■ Cosa farai:
Aggiorna il brano sulla carenza di personale riscrivendo tutto ciò che va da "La carenza di" fino a "rimasto senza dipendenti.", con "dipendenti" sostituito da "lavoratori".

La carenza di personale è una piaga con cui, ormai è chiaro, bisogna fare i conti. A farne le spese questa volta è stata un'attività storica, il Caffè Terzi di Bologna, costretto a chiudere uno dei suoi due bar perché rimasto senza dipendenti.
Il Terzi To Go, chiuso per l'assenza di personale
Offre 1300 euro, ma non trova nessuno
La serranda abbassata è quella del Terzi To Go, il chiosco di piazza Aldrovandi (l'altro locale è quello di via Oberdan, sempre nel capoluogo emiliano). Nei giorni scorsi al suo esterno è apparso un cartello eloquente: «Chiuso per mancanza di personale, ma se sei barista e vuoi lavorare chiama, così potremo riaprire».

■ Dati forniti:
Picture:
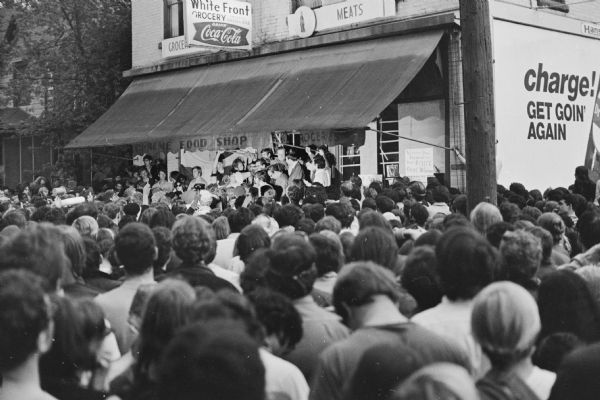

■ Esito del compito:
La carenza di personale è una piaga con cui, ormai è chiaro, bisogna fare i conti. A farne le spese questa volta è stata un'attività storica, il Caffè Terzi di Bologna, costretto a chiudere uno dei suoi due bar perché rimasto senza lavoratori.